## Questions on the material:
a) In the article on the G20 coal talks, how much new coal-fired generating capacity did China put into operation last year?
b) Write the next part of the article on the G20 coal talks, picking up after its final sentence.

Provided text Block Start

The U.S. UK and other countries want world governments to commit to a phaseout of the use and financing of coal-fired power generation, but officials who met at the G20 Environment Ministers Meeting summit in Naples, Italy, this past week ended their talks without an agreement on the future of the fuel.
The topic will come up again at the 2021 United Nations Climate Change Conference, also known as COP26, in Glasgow, Scotland, later this year. The talks in Italy, which ended July 23, showed the difficulty among developed nations in reaching a consensus on carbon emissions, with coal-fired power still a dominant part of the energy mix in many countries.
The International Energy Agency (IEA) earlier this month reported that coal-fired generation is experiencing a resurgence this year after the pandemic-driven drop in 2020. The IEA has projects 3% growth in the construction of new coal-fired facilities in 2022. China is among the countries with several new coal plants either planned or under construction.
The use of coal for power generation has been declining in the U.S. and across most of Europe for several years. But even as China, the world’s largest carbon emitter, and India increase their use of renewable energy resources, they continue to build new coal-fired generation—and work to keep existing plants running—as the countries continue to face increased demand for power.
According to “Yale Environment 360,” published by a group at Yale University, China put 38.4 GW of new coal-fired power generation into operation last year, more than three times the amount of new coal capacity that came online in the rest of the world.
The U.S. and Great Britain are driving efforts to stop construction of new coal plants in order to limit global warming. “It is frustrating that despite the progress made by some countries, there was no consensus in Naples to confine coal to history,” Alok Sharma, the British official who will lead the COP26 meeting in November, said in a statement.

Provided text Block End
Dataset content Block Start

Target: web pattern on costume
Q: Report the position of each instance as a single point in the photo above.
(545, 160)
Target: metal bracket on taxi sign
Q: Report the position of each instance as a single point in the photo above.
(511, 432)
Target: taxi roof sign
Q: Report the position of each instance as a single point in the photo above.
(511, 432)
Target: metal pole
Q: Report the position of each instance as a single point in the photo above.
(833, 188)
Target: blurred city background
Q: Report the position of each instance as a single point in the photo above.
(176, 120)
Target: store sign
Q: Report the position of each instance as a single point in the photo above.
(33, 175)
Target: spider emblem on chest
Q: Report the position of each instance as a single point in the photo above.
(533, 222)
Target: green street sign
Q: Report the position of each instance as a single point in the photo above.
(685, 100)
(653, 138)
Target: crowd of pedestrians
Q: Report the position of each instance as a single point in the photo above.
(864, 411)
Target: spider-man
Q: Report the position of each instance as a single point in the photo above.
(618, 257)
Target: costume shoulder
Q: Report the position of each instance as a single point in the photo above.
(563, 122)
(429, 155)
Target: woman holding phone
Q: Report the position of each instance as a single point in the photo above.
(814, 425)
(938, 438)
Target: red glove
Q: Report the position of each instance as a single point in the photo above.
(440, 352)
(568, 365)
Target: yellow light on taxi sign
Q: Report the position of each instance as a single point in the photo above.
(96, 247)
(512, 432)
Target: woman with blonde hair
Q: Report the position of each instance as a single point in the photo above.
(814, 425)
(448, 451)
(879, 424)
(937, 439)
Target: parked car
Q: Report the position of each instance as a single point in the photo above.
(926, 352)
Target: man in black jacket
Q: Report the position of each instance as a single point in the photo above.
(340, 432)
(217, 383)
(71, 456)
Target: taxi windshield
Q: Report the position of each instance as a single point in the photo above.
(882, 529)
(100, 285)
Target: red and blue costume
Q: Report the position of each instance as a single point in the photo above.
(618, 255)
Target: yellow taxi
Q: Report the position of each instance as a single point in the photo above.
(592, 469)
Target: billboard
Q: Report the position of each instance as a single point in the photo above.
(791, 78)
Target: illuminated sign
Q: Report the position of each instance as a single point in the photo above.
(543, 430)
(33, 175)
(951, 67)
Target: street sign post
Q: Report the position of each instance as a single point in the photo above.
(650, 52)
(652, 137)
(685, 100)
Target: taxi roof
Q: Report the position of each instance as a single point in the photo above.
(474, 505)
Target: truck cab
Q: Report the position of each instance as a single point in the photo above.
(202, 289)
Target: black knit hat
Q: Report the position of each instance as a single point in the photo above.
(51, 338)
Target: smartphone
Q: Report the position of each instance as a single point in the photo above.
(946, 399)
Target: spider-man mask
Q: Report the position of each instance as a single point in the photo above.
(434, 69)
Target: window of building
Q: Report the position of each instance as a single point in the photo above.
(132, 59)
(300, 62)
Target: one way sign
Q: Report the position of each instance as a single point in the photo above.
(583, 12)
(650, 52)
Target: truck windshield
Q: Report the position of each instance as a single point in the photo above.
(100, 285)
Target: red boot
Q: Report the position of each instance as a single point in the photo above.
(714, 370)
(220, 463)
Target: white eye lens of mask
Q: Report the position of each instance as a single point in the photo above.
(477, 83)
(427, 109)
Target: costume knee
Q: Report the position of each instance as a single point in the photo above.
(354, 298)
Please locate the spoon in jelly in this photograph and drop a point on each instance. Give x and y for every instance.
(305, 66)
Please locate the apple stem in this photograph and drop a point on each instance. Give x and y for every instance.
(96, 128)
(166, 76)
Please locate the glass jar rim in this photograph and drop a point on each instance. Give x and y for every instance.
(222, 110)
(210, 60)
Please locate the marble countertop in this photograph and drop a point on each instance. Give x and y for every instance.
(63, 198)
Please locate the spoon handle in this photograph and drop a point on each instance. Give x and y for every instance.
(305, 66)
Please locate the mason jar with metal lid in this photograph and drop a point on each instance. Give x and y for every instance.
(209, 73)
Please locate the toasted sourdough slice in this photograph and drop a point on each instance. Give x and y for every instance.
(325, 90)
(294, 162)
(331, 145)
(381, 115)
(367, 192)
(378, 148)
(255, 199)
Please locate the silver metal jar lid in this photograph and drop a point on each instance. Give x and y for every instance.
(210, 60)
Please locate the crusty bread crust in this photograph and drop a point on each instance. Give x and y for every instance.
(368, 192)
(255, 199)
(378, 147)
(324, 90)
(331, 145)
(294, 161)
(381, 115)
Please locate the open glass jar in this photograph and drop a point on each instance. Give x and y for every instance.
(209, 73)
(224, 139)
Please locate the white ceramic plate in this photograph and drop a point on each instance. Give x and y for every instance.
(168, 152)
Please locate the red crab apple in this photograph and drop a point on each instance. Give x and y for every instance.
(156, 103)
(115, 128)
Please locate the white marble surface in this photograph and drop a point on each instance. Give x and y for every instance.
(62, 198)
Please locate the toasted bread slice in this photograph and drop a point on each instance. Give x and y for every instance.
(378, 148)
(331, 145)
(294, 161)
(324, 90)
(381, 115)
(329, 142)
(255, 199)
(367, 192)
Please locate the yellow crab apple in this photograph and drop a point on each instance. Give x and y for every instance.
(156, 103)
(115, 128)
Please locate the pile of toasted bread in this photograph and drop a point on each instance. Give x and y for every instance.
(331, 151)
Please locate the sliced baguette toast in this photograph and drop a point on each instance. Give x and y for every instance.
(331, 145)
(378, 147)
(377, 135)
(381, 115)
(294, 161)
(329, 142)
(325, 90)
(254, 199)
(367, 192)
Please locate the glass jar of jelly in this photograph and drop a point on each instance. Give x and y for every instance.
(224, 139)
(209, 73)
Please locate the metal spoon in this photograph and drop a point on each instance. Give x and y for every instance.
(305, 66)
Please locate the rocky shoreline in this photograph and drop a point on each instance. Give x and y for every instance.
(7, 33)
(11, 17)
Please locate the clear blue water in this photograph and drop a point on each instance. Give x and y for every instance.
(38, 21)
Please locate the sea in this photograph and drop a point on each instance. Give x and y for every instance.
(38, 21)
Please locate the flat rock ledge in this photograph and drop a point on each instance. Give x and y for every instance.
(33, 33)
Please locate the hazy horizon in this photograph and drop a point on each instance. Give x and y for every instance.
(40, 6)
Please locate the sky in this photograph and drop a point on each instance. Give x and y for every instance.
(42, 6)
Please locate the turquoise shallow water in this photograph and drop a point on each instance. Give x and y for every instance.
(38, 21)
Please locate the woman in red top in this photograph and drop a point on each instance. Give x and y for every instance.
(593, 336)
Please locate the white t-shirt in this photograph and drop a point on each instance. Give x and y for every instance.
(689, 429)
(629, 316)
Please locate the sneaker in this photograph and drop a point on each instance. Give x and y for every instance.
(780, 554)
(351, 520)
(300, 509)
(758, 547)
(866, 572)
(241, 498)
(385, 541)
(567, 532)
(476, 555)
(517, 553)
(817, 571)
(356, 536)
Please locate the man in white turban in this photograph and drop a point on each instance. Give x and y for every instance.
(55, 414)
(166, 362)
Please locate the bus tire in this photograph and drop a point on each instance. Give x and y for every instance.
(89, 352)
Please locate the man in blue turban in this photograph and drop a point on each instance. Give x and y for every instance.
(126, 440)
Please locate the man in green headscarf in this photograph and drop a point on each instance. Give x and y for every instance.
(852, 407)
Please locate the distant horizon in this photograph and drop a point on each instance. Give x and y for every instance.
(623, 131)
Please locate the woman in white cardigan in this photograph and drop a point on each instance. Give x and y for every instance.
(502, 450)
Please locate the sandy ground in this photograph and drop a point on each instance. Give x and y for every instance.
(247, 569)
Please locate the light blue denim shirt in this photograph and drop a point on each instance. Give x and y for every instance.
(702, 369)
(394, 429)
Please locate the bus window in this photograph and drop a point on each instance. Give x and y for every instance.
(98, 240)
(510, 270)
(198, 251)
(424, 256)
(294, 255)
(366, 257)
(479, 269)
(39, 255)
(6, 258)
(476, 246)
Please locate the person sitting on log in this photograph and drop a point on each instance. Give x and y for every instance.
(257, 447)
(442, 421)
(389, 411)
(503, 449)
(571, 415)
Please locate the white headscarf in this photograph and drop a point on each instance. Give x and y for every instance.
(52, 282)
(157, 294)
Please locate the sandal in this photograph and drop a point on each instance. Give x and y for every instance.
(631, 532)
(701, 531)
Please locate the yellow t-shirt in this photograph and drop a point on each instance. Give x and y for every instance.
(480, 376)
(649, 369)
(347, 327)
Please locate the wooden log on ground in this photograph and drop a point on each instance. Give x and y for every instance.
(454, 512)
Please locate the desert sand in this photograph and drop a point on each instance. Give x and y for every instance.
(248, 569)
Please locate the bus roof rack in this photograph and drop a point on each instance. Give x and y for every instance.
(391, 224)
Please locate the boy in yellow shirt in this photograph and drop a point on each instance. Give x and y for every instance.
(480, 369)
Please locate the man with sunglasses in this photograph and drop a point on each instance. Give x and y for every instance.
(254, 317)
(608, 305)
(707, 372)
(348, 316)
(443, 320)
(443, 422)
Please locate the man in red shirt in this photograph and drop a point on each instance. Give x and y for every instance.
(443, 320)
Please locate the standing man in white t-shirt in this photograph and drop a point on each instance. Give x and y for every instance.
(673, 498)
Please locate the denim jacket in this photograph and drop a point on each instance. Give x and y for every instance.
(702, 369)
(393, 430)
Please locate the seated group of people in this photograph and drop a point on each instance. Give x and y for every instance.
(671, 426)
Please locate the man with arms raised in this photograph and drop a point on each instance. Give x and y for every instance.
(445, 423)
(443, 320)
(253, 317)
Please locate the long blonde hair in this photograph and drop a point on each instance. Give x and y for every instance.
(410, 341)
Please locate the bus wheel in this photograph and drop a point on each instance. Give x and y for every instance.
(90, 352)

Dataset content Block End

## Task responses:
a) 38.4 GW

b)
Reports from last week’s summit said several countries, including India, China, and Russia, objected to the inclusion of language about ending the use of coal in the meeting’s communique. Climate scientists are mostly in agreement that the used of coal-fired power worldwide must be reduced in order to have any chance of meeting the goals of the 2015 Paris climate accord, which called for limiting the global temperature rise to 1.5C (2.7F) above pre-industrial levels.
The National Centers for Environmental Information, part of the National Oceanic and Atmospheric Administration, in a recent report said the June 2021 average global surface temperature was the fifth-highest for June since global recordkeeping began in 1880. The group said North America had its “highest June temperature departure [from normal readings] on record,” with Asia’s June 2021 temperature departure tied with 2010 as the second-highest for the month on record.
The contiguous U.S. had its warmest June on record, as did Africa and New Zealand, while Europe had its second-warmest June on record.
“The most important thing is getting off of coal as fast as we can,” John Kerry, the U.S. special climate envoy, told the UK’s BBC News in the run-up to last week’s meeting. “There are countries that are still bringing coal online that could be building out greater renewable and alternative, sustainable energy possibilities.”
Substitutes for coal, with less environmental impact, are being introduced as a way to keep coal-fired power plants operating, while utilities continue to convert coal units to burn natural gas, both in the U.S. and Canada among other countries.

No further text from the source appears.